## RECORDED DATA
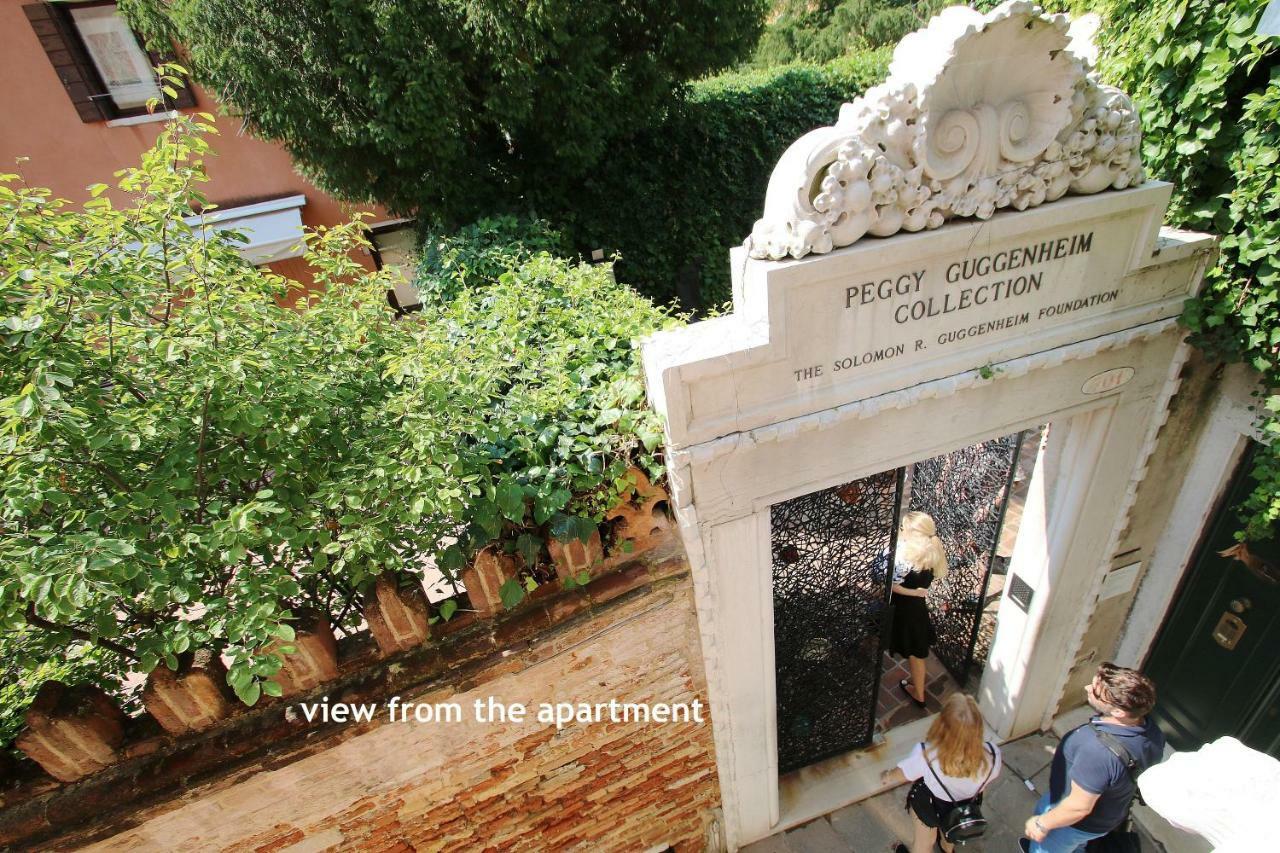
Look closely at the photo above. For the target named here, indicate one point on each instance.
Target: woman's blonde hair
==
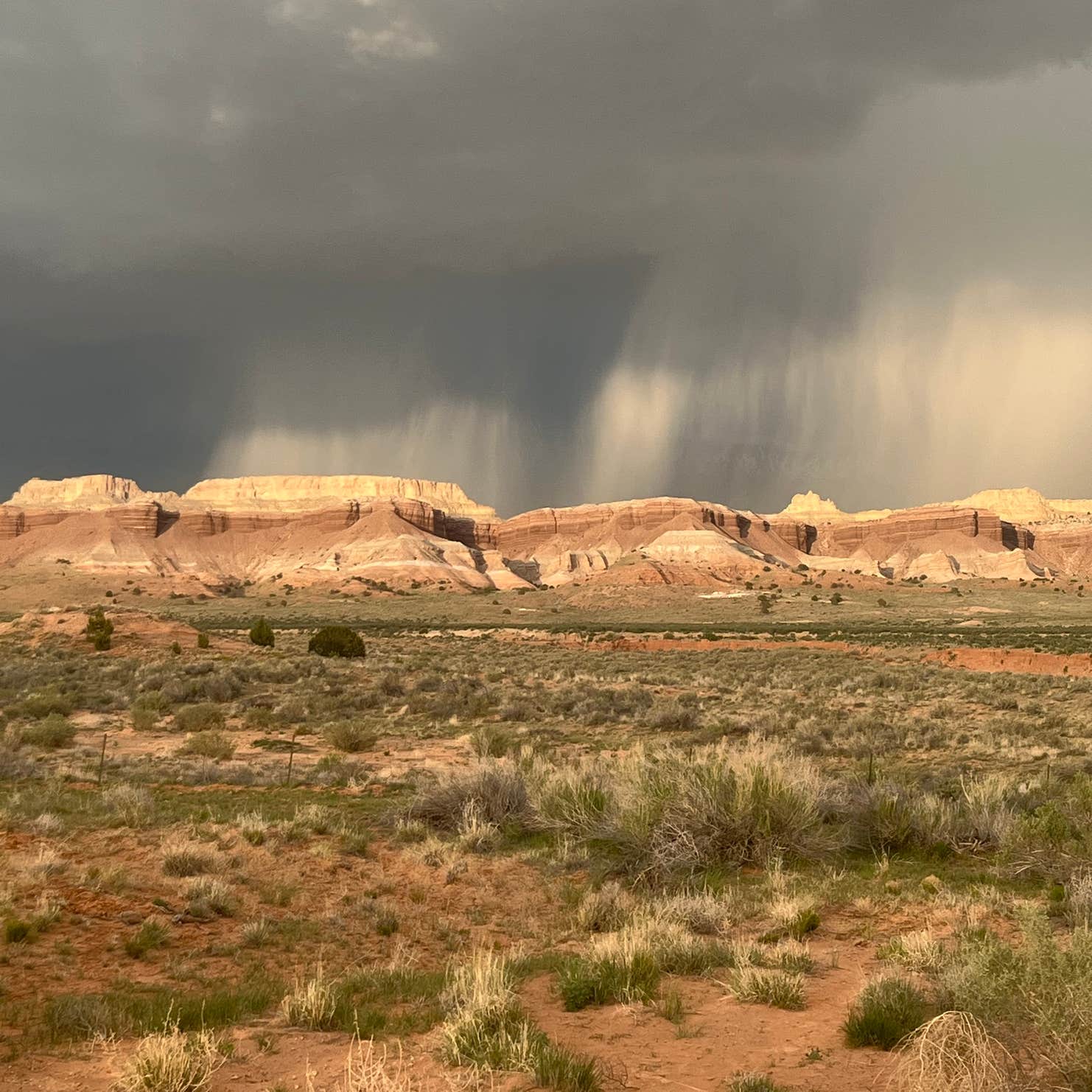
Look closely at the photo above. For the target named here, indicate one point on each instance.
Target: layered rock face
* * *
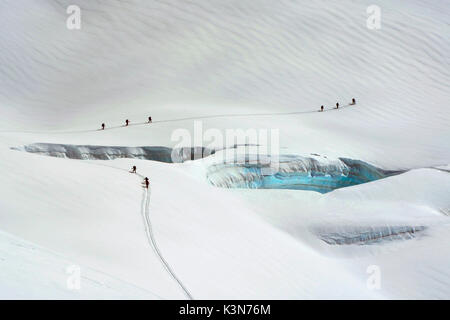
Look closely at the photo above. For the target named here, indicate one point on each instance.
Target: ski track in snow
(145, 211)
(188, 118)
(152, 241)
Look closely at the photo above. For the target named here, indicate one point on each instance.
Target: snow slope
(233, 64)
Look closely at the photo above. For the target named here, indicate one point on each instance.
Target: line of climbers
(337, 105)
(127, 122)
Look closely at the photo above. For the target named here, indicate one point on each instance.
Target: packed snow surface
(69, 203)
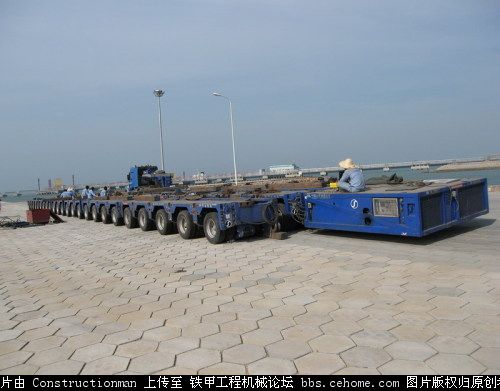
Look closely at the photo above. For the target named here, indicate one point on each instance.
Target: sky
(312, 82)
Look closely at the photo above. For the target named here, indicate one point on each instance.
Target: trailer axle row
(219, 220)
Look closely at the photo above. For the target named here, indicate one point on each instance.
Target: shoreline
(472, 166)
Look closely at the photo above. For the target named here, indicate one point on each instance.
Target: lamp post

## GIVEN REQUEST
Please report every line in the listing above that contains the word "snow", copying each one in full.

## TASK RESPONSE
Target: ski track in snow
Target: snow slope
Target: packed snow surface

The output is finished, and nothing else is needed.